━━━━━ Source data ━━━━━

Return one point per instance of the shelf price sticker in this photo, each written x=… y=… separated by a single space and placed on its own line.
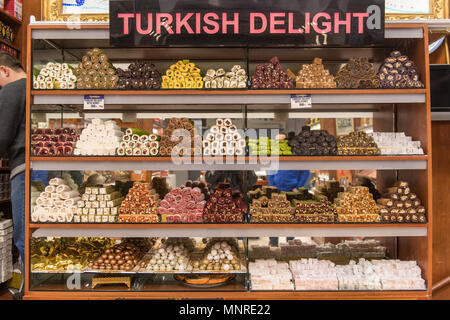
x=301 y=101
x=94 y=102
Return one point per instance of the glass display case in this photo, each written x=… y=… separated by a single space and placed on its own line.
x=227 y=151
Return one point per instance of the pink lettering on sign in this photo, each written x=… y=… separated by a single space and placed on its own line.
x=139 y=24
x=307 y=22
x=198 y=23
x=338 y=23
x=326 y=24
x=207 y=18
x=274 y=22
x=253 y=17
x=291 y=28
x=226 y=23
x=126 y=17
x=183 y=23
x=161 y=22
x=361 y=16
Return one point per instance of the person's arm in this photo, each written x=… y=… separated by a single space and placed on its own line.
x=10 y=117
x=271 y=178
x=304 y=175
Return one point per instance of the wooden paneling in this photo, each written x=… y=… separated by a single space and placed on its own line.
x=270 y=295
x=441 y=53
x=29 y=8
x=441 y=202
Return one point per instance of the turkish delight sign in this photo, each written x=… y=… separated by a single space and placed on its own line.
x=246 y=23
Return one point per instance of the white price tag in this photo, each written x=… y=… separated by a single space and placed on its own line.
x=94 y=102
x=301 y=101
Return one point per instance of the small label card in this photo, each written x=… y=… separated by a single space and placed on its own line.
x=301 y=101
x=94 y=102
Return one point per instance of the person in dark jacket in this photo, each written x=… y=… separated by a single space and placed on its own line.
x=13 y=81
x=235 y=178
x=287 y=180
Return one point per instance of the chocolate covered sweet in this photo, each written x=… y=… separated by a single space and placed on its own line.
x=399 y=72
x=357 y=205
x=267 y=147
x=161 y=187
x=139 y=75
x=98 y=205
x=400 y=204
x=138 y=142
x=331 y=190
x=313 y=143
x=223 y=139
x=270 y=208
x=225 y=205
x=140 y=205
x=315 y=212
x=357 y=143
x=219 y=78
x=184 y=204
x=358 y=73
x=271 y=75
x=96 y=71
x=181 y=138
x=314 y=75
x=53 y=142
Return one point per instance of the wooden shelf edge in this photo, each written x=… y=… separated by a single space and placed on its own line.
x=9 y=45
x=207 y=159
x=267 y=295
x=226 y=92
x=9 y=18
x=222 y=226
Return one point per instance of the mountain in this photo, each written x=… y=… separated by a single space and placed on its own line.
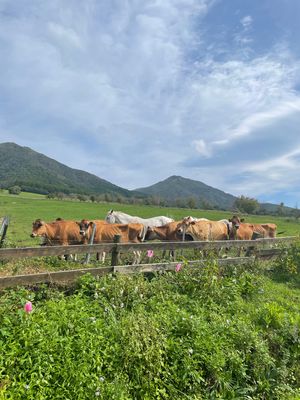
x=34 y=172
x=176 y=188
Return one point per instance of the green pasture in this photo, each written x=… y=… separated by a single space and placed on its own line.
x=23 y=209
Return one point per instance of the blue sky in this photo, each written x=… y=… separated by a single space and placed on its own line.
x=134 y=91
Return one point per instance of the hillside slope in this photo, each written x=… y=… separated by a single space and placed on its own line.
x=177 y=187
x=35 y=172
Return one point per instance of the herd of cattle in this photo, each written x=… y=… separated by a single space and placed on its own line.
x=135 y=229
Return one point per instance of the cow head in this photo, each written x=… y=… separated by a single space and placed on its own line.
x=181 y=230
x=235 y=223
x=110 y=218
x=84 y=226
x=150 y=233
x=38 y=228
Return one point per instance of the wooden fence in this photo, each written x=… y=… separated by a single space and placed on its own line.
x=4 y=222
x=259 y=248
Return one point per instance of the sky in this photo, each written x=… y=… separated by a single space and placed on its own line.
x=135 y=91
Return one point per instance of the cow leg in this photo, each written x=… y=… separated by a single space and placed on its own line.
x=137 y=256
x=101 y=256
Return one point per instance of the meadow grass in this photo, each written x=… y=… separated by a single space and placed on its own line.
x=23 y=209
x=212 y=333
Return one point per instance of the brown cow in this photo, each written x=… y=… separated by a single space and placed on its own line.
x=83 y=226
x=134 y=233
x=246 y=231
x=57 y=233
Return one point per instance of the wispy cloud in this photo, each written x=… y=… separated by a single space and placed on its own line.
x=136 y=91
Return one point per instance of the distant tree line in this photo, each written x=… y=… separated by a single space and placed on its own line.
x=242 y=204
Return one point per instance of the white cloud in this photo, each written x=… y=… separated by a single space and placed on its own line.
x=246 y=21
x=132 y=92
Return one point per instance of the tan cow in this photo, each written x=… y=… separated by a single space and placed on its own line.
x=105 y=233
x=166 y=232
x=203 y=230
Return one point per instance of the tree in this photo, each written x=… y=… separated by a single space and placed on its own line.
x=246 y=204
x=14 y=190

━━━━━

• _Work to complete_: Write every line above out again exactly; pictures do not belong in the copy.

• _Solution_:
Return one point per instance of the shelf price sticker in this photo, each written x=… y=… separated by a single space and placed on its own line.
x=301 y=101
x=94 y=102
Return one point per instance of the glass display case in this photo, each written x=… y=… separated by a single space and placed on its own line.
x=227 y=151
Return one point per instance of the pink lettering on sign in this photo, each written x=… y=… separated by a single space and placed on its own line.
x=139 y=24
x=307 y=22
x=198 y=23
x=338 y=23
x=326 y=24
x=207 y=18
x=274 y=22
x=253 y=17
x=291 y=28
x=226 y=23
x=126 y=17
x=183 y=23
x=161 y=22
x=361 y=16
Return one point per instance of the person's arm in this photo, each written x=… y=… separated by a single space and placed on its own line.
x=10 y=117
x=271 y=178
x=304 y=175
Return one point per instance of the wooden paneling in this photo, each written x=… y=… separated by a single space and placed on its own line.
x=270 y=295
x=441 y=53
x=29 y=8
x=441 y=202
Return one point per instance of the turkish delight sign in this photo, each written x=… y=… separated by a single space and placed on its own line.
x=246 y=23
Return one point per instance of the white price tag in this photo, each written x=… y=… separated by a single space and placed on its own line.
x=94 y=102
x=301 y=101
Return one point per instance of the small label card in this photo, each written x=… y=… separated by a single space and placed on its own line.
x=301 y=101
x=94 y=102
Return one point per instance of the person in dark jacket in this photo, each written x=… y=… separated by a single space and placed on its own line.
x=13 y=81
x=235 y=178
x=287 y=180
Return one point per instance of the chocolate covered sweet in this photo, each written x=… y=… separated by a single space and placed on its own line.
x=399 y=72
x=357 y=205
x=267 y=147
x=161 y=187
x=139 y=75
x=98 y=205
x=400 y=204
x=138 y=142
x=331 y=190
x=313 y=143
x=223 y=139
x=270 y=208
x=225 y=205
x=140 y=205
x=315 y=212
x=357 y=143
x=219 y=78
x=184 y=204
x=358 y=73
x=271 y=75
x=96 y=71
x=181 y=138
x=314 y=75
x=53 y=142
Return one point per instance of the wooden shelf edge in this photo, each written x=… y=… separated by a single space and placed on its own line.
x=9 y=45
x=207 y=159
x=267 y=295
x=226 y=92
x=9 y=18
x=222 y=226
Return one point per instance of the mountain in this photo, each written x=… y=… separated by a single space and placed on its own line.
x=34 y=172
x=176 y=188
Return one point per instance of the green pasture in this photo, each written x=… y=… separated by a single space and placed on its own line.
x=23 y=209
Return one point per instance of the blue sky in this photo, each written x=… y=… separated by a single space and placed on its own line.
x=134 y=91
Return one point per instance of the hillside slope in this photo, each written x=… y=… separated by a single space and placed on its own line.
x=177 y=187
x=35 y=172
Return one point per instance of the herd of cattle in this photo, each written x=… y=… separated by a single space and placed on its own line.
x=135 y=229
Return one point per instance of the cow head in this photo, each written x=… y=… separated by a single space and placed on its own line.
x=181 y=230
x=235 y=223
x=110 y=218
x=84 y=226
x=150 y=233
x=38 y=228
Return one point per instance of the wooden fence in this photo, each written x=… y=… separated by a single space and placed on its own line.
x=4 y=222
x=259 y=248
Return one point per instance of the sky in this photo, each written x=… y=… separated by a single space and placed on its own line.
x=135 y=91
Return one point per instance of the cow leg in this photo, each written x=… y=… separated by a single space and placed on its own line.
x=137 y=256
x=101 y=256
Return one point per instance of the meadow grass in this photo, each written x=… y=… separated by a single space and placed on its own line.
x=23 y=209
x=212 y=333
Return one point per instance of the brown cow in this photo, each written x=… y=… separated by a single space and placed on its own line.
x=83 y=226
x=134 y=233
x=246 y=231
x=57 y=233
Return one point per instance of the wispy cloud in this photo, each written x=… y=… separated by a single space and placed on its own line.
x=136 y=91
Return one point per instance of the distant tree line in this photo, each written x=… y=… separated by a single space and placed on its own line.
x=242 y=204
Return one point per instance of the white cloud in this photo, each written x=… y=… separated by a single space and placed on its own line.
x=246 y=21
x=132 y=92
Return one point per instance of the tan cow in this photo, each written x=… y=… separated by a single space and placed on its own line.
x=105 y=233
x=166 y=232
x=203 y=230
Return one point per instance of the tree in this photo, each written x=… y=… separated by a single space and placed on its own line.
x=246 y=204
x=14 y=190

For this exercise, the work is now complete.